Textkunst von Jürgen

Lehre

Lehre

Nach acht Jahren Volksschule kam ich 1960 in einen Kleinbetrieb als Elektriker in die Lehre. Dort trank ich viel mit den Gesellen, die mich als besonders trinkfest bewunderten, was mir natürlich außerordentlich gut tat.
Mir ging es anfänglich sehr gut, als Einzelgänger habe ich mich immer sehr gerne mit Bastelarbeiten beschäftigt und das kam mir nun zustatten.
Ich genoss das Lob meiner Ausbilder – noch nie in meinem Leben bin ich so gelobt worden.
In der Berufsfachschule kamen jedoch bald alle meine Ängste von neuem wieder hoch und da ich beim lernen als Kind nie richtig gefördert und gefordert worden war, wurde es in der Berufsfachschule schnell sehr eng. Auch blockierten mich meine Ängste sehr und ich trank wieder vermehrt.
Als ich einmal nach einem fürchterlichen Alkoholischem Exzess nicht bei meiner Lehrstelle erschien, kam mein Chef zu mir nach Hause, sagte: "Ich möchte jetzt endlich wissen, was mit dir los ist, zieh dich an und wir gehen zu meinem Hausarzt." Was sollte ich machen, ich musste mit - trotz fürchterlichen Entzugserscheinungen. Der Arzt stellte anhand eines EKG's Herzrhythmusstörungen fest, vom meinem Saufen bemerkte er nichts und ich hütete mich, ihm zu erzählen, dass ich lediglich Entzugserscheinungen hatte. Die Diagnose des Arztes nahm ich zum Anlass, meine Lehre nach vier Monaten Lehrzeit abzubrechen Das machte keine Schwierigkeiten, ein Elektriker so jung und schon mit schwachem Herzen, das geht ja nicht, jeder verstand das.
Meine Eltern waren auf einmal sehr besorgt um mich, sie erfüllten mir sogar meinen sehnlichsten Wunsch, ein Paddelboot. Nun brauchte ich auf einmal fast nichts mehr trinken, die furchtbare Existenzangst war für den Moment weg, ich fühlte mich gut.
Nach einem 4 Monaten Paddeln und Schwimmen fand mein Stiefvater, dass ich ihm nun lange genug auf der Tasche gelegen habe, ich sollet mir nun endlich wieder Arbeit suchen. Damit hatte ich es gar nicht so eilig, doch plötzlich war die Angst vor neuem wieder da und ich trank wieder mehr.

Gespeicherte Einträge →
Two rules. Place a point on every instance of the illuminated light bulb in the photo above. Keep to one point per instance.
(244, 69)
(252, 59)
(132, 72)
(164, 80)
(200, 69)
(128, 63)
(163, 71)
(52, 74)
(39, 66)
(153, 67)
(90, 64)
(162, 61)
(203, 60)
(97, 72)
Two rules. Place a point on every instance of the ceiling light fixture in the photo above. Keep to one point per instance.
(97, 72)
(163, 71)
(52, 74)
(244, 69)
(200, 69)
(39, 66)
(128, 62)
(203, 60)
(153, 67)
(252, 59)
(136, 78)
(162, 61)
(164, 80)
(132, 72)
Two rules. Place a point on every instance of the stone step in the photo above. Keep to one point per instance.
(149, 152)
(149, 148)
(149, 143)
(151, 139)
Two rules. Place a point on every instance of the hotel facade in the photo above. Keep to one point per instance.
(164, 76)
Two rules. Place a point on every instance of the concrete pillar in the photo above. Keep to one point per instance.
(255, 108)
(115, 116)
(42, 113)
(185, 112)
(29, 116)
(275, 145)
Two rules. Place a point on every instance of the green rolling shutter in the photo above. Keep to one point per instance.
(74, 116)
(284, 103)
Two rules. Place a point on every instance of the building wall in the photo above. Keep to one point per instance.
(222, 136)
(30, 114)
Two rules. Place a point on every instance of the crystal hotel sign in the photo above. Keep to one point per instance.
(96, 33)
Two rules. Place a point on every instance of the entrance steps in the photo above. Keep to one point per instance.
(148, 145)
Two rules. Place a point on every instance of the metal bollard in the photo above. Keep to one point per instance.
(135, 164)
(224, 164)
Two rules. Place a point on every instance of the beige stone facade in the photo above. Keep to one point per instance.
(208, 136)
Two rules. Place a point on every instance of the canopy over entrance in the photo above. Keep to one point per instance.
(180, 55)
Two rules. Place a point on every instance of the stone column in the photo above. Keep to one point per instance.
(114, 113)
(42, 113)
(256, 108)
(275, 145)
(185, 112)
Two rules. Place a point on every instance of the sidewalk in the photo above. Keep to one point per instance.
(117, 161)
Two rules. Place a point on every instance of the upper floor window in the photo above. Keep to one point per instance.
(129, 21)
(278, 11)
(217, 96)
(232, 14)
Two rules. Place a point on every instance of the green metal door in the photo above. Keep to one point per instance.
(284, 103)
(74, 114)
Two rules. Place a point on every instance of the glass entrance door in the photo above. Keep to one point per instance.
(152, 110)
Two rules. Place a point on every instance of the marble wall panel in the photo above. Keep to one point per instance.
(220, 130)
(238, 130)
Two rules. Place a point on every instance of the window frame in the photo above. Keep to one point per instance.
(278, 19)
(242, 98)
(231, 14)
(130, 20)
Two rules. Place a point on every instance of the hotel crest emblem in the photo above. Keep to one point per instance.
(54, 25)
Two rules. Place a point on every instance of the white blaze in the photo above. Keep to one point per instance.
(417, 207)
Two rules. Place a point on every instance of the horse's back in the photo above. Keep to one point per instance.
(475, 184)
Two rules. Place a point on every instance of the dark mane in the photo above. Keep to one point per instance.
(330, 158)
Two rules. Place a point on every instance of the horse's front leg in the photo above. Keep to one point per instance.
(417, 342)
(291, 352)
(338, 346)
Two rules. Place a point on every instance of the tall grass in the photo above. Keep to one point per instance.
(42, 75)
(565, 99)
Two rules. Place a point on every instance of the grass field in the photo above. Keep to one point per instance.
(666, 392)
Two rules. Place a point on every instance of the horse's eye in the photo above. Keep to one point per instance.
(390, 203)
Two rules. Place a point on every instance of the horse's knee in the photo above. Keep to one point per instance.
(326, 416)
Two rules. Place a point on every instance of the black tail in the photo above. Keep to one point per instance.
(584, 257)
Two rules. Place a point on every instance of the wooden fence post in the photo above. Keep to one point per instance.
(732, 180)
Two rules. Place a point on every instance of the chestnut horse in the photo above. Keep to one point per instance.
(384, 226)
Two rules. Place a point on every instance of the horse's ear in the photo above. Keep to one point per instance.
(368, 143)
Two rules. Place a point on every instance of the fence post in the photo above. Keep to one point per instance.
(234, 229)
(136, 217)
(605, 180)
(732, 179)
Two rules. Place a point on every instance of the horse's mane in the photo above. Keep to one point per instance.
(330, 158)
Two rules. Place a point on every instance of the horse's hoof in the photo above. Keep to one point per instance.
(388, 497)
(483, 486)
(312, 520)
* * *
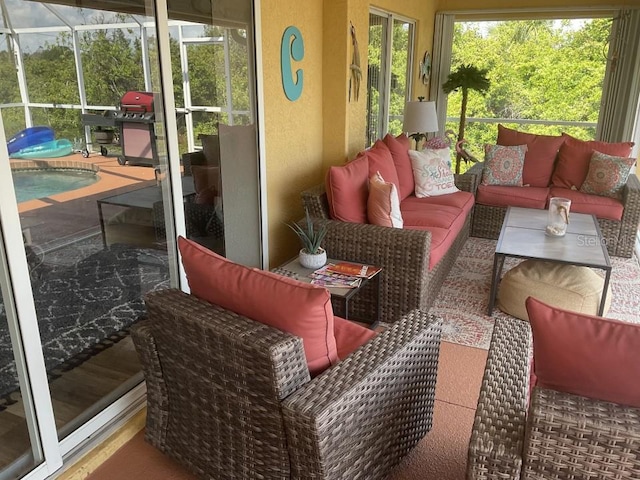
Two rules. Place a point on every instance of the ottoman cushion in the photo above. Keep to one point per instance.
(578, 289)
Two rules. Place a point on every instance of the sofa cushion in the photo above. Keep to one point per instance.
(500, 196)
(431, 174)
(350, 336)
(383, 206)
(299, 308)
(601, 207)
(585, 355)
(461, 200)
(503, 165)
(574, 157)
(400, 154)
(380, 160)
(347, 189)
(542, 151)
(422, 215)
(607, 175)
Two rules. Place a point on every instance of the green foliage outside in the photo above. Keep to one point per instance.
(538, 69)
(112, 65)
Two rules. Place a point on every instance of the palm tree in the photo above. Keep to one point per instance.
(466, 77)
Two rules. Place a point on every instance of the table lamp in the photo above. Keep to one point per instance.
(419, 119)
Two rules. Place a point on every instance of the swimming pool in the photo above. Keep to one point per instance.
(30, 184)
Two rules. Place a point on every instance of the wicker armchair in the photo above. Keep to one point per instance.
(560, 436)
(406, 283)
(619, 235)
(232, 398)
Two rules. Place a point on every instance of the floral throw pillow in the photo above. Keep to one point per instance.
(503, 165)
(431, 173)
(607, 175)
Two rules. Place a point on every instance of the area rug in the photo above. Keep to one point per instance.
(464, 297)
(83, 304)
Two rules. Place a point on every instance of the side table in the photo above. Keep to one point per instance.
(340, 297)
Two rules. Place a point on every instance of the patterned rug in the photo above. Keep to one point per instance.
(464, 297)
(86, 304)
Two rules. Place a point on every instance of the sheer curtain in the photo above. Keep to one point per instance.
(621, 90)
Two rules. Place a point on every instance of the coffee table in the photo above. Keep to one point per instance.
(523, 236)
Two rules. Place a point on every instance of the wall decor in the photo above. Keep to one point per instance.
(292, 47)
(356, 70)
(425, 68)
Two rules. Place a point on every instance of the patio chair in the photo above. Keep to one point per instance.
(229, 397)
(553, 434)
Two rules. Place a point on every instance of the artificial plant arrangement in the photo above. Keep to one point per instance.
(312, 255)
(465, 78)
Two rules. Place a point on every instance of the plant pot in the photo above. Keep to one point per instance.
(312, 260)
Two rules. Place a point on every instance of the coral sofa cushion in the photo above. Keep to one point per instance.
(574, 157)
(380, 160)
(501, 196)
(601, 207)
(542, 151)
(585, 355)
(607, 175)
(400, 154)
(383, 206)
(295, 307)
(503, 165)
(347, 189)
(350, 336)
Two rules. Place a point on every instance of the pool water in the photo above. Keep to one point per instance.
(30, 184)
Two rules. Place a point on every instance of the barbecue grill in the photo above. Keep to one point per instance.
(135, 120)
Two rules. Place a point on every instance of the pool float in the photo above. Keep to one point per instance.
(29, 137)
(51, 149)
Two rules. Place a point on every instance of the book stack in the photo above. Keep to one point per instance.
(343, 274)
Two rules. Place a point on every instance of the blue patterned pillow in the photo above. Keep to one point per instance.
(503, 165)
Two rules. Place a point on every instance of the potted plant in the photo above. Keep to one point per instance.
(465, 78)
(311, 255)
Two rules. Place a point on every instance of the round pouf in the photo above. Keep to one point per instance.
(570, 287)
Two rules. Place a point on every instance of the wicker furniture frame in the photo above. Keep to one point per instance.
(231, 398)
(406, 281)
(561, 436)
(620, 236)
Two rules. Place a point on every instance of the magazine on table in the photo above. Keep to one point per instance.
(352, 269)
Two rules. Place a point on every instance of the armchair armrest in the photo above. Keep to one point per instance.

ARBEITSAUFTRAG 1 →
Beantworte zum Text über die Lehre die folgenden Fragen:
(a) In welchem Jahr begann die Lehre?
(b) Was stellte der Hausarzt anhand eines EKGs fest?
(c) Welchen sehnlichsten Wunsch erfüllten die Eltern?
ARBEITSAUFTRAG 2 →
Aktualisiere im Text über die Lehre den Abschnitt von „In der Berufsfachschule kamen“ bis „trank wieder vermehrt.“ und ersetze darin „Berufsfachschule“ durch „Berufsschule“.

LÖSUNG 1 →
(a) 1960
(b) Herzrhythmusstörungen
(c) Ein Paddelboot

LÖSUNG 2 →
In der Berufsschule kamen jedoch bald alle meine Ängste von neuem wieder hoch und da ich beim lernen als Kind nie richtig gefördert und gefordert worden war, wurde es in der Berufsschule schnell sehr eng. Auch blockierten mich meine Ängste sehr und ich trank wieder vermehrt.